## [REQUIRED TASK]
Reproduce word for word the part of the records that opens with the line containing "the butterfly wing" and closes with the line containing "column 118, row 96", including both of those lines.

═══ TASK INPUT

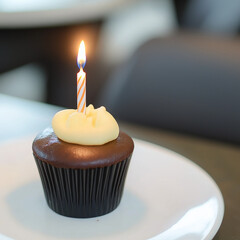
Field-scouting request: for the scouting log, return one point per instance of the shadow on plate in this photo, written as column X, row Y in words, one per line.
column 28, row 206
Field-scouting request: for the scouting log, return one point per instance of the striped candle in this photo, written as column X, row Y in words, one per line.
column 81, row 80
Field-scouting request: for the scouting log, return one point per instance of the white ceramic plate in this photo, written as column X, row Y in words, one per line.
column 166, row 197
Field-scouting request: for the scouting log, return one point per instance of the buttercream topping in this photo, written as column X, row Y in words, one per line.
column 96, row 127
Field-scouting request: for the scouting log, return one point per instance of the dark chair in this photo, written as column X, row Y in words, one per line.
column 186, row 83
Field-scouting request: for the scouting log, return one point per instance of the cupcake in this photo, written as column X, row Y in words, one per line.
column 83, row 162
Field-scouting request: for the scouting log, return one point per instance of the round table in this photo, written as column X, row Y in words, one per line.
column 24, row 14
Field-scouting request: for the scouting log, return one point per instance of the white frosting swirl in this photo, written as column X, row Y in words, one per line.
column 96, row 127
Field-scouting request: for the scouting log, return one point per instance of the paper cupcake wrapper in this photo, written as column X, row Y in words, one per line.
column 83, row 193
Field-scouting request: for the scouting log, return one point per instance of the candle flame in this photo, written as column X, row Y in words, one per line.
column 81, row 59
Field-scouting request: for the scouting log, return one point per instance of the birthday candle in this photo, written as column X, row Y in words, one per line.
column 81, row 80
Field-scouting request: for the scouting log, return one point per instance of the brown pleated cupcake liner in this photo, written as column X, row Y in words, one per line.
column 83, row 193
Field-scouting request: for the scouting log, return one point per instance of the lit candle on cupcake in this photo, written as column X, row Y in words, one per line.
column 83, row 159
column 81, row 79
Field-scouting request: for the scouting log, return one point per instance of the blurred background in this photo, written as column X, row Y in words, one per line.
column 160, row 63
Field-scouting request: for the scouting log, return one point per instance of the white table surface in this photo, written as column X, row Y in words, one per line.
column 19, row 117
column 39, row 13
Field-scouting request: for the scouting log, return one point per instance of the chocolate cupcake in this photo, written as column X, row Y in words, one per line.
column 83, row 180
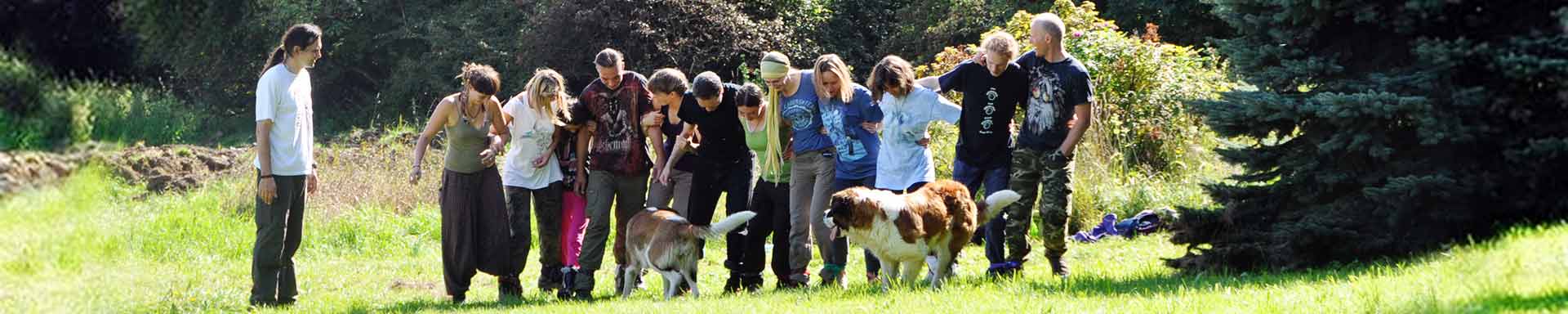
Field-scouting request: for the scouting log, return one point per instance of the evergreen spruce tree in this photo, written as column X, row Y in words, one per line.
column 1383, row 128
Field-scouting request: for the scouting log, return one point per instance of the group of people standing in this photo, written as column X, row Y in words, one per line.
column 778, row 151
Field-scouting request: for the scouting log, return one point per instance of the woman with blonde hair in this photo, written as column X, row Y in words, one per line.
column 850, row 121
column 533, row 173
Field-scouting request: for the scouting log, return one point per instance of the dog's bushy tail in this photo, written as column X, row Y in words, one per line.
column 724, row 227
column 996, row 201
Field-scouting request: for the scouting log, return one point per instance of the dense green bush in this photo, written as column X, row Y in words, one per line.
column 1142, row 132
column 1184, row 22
column 47, row 114
column 1383, row 129
column 380, row 59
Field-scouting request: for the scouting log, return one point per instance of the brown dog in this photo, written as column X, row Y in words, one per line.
column 668, row 244
column 903, row 230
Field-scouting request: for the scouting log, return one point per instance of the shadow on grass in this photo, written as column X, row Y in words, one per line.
column 425, row 305
column 1513, row 302
column 1145, row 285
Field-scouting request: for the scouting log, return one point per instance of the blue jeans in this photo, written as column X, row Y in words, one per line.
column 995, row 179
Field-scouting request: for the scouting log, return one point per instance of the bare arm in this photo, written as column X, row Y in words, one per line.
column 584, row 136
column 681, row 148
column 265, row 187
column 929, row 82
column 659, row 140
column 499, row 132
column 264, row 150
column 438, row 118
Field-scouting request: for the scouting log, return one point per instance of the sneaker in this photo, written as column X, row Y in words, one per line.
column 791, row 285
column 835, row 280
column 733, row 285
column 1058, row 266
column 582, row 295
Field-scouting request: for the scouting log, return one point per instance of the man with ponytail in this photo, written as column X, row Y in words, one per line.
column 617, row 168
column 475, row 233
column 284, row 162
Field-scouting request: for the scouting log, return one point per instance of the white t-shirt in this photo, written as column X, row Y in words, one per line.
column 284, row 98
column 530, row 137
column 902, row 160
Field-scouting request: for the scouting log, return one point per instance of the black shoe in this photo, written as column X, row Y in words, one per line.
column 751, row 283
column 733, row 285
column 550, row 278
column 789, row 285
column 683, row 289
column 1058, row 266
column 509, row 288
column 568, row 281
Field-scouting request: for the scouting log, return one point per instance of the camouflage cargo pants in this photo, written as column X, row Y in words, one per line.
column 1049, row 177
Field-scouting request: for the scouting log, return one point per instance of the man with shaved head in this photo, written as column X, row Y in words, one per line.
column 1058, row 92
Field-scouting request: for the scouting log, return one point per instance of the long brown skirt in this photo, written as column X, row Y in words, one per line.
column 474, row 230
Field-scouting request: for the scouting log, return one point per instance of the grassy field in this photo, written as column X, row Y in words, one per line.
column 99, row 245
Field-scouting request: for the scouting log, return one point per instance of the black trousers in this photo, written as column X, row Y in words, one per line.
column 707, row 182
column 278, row 230
column 770, row 201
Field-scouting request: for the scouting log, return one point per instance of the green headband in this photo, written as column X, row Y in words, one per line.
column 773, row 70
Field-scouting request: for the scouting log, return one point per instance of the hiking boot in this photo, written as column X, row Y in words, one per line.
column 550, row 278
column 582, row 295
column 620, row 274
column 1004, row 271
column 733, row 285
column 835, row 280
column 509, row 288
column 751, row 283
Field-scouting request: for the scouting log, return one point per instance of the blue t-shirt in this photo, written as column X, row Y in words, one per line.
column 1054, row 90
column 800, row 109
column 855, row 145
column 902, row 160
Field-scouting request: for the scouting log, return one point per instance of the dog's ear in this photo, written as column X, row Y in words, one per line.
column 841, row 204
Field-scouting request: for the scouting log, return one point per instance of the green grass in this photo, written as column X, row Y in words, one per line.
column 98, row 245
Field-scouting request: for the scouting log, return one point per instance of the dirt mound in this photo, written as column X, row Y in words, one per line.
column 173, row 168
column 162, row 168
column 25, row 170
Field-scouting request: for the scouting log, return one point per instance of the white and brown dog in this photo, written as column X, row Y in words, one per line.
column 668, row 244
column 903, row 230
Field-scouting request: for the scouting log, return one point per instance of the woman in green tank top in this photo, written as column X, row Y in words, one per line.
column 474, row 230
column 767, row 136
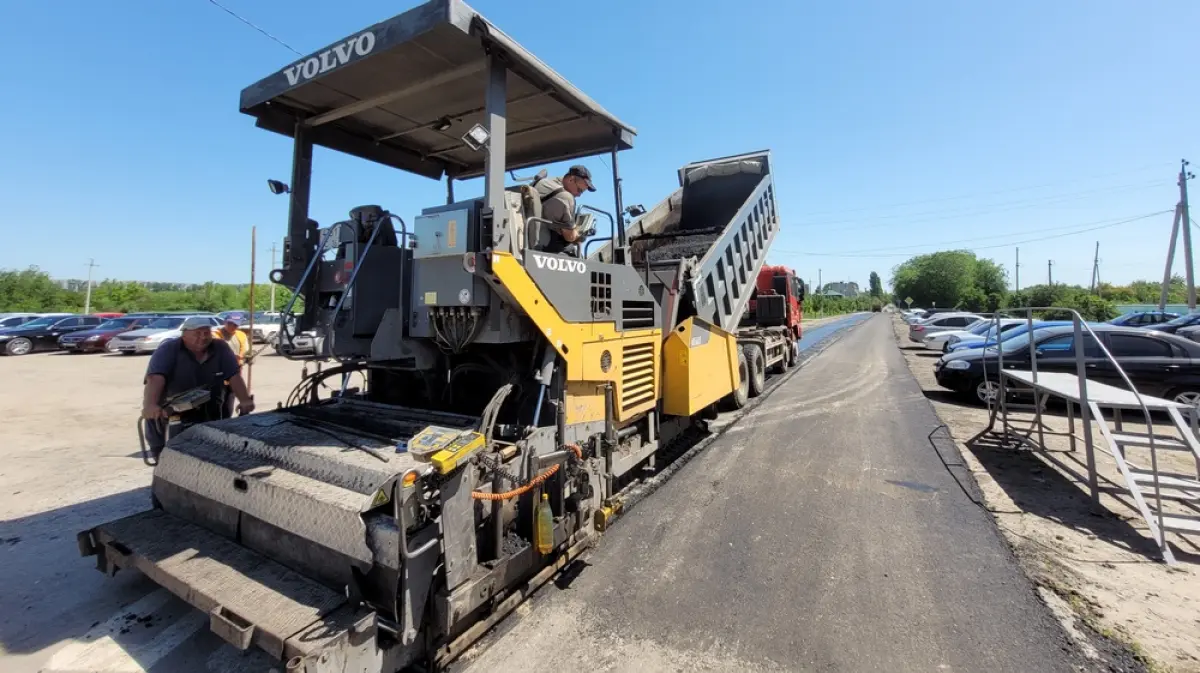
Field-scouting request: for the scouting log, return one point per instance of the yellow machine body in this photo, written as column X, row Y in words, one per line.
column 700, row 367
column 595, row 353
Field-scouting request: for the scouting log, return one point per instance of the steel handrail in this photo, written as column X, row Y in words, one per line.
column 1079, row 325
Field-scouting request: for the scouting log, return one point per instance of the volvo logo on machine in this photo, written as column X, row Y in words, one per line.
column 329, row 59
column 561, row 264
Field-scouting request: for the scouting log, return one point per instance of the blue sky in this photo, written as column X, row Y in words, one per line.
column 894, row 126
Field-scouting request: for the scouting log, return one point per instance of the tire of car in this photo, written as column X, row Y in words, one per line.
column 1189, row 396
column 757, row 370
column 739, row 397
column 984, row 390
column 19, row 346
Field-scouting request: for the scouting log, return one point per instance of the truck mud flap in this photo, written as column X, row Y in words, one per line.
column 250, row 599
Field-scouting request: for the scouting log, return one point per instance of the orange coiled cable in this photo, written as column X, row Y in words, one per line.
column 527, row 487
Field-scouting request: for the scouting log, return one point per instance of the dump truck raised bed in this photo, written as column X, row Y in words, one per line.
column 702, row 252
column 510, row 396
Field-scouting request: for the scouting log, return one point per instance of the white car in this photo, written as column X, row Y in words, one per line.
column 941, row 323
column 979, row 329
column 267, row 328
column 150, row 337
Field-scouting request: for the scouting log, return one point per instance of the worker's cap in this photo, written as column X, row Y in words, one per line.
column 582, row 173
column 196, row 323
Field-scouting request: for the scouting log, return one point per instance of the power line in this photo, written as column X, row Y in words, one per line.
column 973, row 239
column 984, row 209
column 910, row 252
column 245, row 20
column 978, row 194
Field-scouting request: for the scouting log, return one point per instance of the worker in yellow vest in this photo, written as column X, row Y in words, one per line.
column 239, row 343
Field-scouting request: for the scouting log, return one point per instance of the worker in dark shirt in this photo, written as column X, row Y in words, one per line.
column 192, row 360
column 558, row 197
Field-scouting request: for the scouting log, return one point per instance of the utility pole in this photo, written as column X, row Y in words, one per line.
column 87, row 302
column 1170, row 259
column 1018, row 270
column 273, row 284
column 1185, row 222
column 1182, row 218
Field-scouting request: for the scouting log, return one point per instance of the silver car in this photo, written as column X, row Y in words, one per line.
column 941, row 323
column 150, row 337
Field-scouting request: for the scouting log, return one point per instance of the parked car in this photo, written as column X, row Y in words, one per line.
column 151, row 336
column 100, row 338
column 267, row 328
column 43, row 332
column 988, row 334
column 972, row 343
column 17, row 319
column 1173, row 326
column 1158, row 364
column 1144, row 318
column 940, row 323
column 937, row 340
column 28, row 318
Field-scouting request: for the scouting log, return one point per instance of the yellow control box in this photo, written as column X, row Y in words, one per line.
column 444, row 448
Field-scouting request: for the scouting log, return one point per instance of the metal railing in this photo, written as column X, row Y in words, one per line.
column 1085, row 408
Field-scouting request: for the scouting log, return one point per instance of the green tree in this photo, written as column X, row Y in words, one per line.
column 33, row 290
column 876, row 286
column 951, row 278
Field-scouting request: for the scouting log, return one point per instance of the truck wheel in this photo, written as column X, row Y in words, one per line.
column 757, row 371
column 739, row 397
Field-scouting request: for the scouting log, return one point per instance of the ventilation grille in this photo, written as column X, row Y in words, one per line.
column 601, row 294
column 636, row 314
column 636, row 376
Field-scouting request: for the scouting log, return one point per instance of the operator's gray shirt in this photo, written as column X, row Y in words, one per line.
column 559, row 209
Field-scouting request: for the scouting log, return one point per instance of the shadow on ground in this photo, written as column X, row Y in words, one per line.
column 49, row 592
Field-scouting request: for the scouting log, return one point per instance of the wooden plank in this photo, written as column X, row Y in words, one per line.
column 1067, row 386
column 209, row 571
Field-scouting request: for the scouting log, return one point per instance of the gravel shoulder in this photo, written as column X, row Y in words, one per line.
column 821, row 532
column 1097, row 569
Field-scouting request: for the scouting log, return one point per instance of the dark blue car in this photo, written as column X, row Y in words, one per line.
column 1144, row 318
column 1173, row 326
column 1013, row 332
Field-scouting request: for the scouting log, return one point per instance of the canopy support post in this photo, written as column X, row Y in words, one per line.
column 497, row 130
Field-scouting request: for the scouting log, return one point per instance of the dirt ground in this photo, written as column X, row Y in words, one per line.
column 1098, row 569
column 70, row 461
column 75, row 415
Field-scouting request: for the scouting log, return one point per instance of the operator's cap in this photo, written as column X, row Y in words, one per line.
column 582, row 173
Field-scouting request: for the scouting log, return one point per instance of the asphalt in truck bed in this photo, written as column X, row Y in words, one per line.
column 822, row 532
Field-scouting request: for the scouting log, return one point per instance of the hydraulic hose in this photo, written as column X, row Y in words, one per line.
column 535, row 481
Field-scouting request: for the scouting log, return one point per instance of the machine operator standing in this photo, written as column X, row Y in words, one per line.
column 239, row 343
column 558, row 197
column 192, row 360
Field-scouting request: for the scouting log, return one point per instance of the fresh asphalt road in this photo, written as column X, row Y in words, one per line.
column 65, row 617
column 820, row 533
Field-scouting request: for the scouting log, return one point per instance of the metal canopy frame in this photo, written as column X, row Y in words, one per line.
column 403, row 91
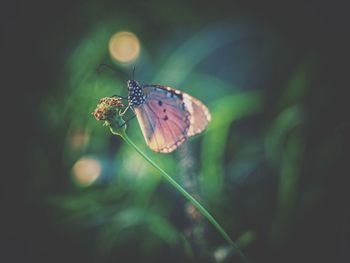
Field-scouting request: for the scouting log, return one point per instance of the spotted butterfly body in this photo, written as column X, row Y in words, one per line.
column 167, row 116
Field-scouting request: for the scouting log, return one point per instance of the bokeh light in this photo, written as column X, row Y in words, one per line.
column 124, row 47
column 86, row 170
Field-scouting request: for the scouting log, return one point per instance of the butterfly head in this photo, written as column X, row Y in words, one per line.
column 136, row 96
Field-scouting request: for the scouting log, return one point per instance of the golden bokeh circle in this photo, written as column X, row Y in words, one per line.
column 124, row 46
column 86, row 170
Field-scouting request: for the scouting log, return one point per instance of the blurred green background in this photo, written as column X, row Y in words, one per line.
column 271, row 167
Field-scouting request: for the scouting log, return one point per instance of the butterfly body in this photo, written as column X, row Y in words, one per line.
column 167, row 116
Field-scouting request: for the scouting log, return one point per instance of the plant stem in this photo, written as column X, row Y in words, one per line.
column 200, row 207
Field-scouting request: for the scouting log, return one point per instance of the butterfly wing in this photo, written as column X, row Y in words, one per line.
column 163, row 118
column 199, row 114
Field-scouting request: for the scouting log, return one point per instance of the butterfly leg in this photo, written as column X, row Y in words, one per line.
column 118, row 96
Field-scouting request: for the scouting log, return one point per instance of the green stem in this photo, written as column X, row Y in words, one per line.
column 200, row 207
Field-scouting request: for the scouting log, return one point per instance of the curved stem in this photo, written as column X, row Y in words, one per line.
column 178, row 187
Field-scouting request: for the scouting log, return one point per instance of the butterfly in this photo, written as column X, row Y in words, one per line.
column 167, row 116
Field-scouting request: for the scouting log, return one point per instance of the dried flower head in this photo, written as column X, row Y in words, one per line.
column 108, row 108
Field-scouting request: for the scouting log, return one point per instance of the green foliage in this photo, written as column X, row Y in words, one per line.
column 249, row 162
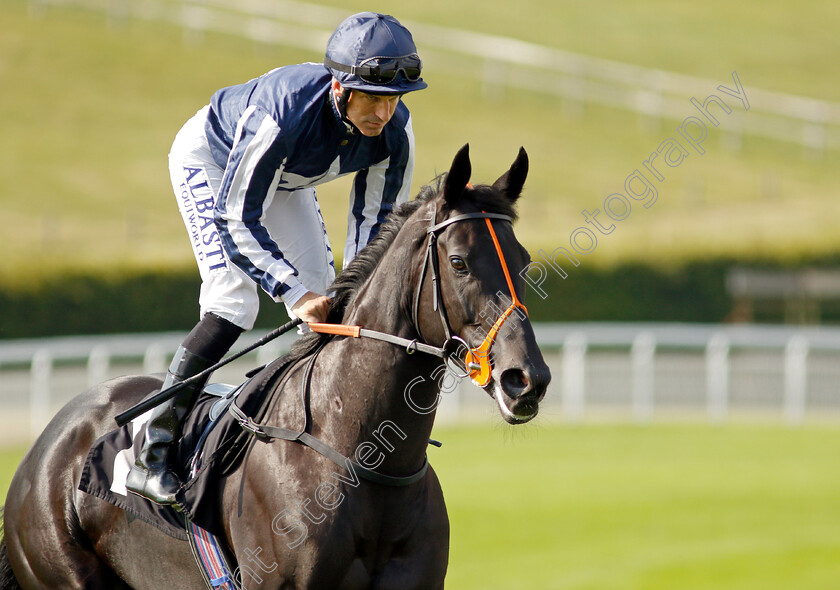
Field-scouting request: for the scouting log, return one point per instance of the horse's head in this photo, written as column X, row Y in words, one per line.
column 470, row 292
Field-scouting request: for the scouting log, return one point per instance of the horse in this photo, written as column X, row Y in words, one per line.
column 292, row 518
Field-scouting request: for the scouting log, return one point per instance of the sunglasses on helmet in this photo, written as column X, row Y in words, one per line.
column 381, row 71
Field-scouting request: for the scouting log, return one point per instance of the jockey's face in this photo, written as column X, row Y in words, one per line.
column 369, row 112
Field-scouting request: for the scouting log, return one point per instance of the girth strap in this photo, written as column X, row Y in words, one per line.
column 266, row 432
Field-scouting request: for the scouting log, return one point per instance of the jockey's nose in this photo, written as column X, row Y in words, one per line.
column 531, row 382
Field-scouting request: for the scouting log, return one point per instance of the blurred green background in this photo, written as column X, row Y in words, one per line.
column 90, row 107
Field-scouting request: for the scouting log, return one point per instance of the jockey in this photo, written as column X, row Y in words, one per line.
column 244, row 171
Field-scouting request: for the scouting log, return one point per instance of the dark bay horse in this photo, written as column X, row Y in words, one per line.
column 293, row 518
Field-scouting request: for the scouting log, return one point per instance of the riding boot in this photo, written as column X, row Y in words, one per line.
column 151, row 475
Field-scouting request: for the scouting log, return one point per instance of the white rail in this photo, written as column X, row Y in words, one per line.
column 640, row 369
column 502, row 62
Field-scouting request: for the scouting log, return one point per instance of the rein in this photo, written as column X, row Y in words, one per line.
column 476, row 360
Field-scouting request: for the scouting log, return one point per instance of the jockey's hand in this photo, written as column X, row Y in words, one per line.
column 312, row 308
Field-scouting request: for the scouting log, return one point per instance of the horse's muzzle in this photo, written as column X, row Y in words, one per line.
column 519, row 392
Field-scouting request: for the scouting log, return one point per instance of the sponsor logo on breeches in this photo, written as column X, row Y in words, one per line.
column 198, row 203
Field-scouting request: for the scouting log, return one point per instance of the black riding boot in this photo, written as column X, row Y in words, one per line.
column 151, row 476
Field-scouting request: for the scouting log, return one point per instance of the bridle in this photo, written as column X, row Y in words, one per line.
column 476, row 361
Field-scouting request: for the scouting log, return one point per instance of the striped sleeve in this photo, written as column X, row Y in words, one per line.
column 376, row 190
column 251, row 177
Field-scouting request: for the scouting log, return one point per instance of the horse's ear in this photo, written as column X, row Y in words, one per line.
column 458, row 176
column 512, row 181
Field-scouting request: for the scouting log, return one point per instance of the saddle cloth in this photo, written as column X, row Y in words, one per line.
column 211, row 446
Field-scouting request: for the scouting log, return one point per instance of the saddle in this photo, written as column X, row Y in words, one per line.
column 212, row 445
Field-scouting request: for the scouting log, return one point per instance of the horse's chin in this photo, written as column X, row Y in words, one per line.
column 514, row 411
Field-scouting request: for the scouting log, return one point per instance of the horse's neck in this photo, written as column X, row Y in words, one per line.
column 370, row 391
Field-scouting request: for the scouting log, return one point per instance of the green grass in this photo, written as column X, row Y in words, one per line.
column 611, row 507
column 89, row 112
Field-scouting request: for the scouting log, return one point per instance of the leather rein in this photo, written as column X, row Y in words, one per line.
column 476, row 360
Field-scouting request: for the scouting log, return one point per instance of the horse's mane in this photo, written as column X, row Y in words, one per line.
column 349, row 281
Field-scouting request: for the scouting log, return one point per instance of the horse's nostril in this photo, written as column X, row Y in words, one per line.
column 515, row 382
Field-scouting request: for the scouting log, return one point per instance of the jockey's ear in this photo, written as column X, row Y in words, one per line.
column 457, row 177
column 511, row 182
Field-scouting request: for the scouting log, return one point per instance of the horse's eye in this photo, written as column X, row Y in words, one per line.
column 458, row 263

══════

## [FINISHED EXERCISE]
Field-scouting request: for the scouting log, return one point per instance of the butterfly wing in this photo, written as column X, row Y in words, one per line.
column 163, row 118
column 199, row 114
Field-scouting request: for the scouting log, return one point per instance of the butterfly leg in this photo, written as column X, row Y in words, one per line.
column 118, row 96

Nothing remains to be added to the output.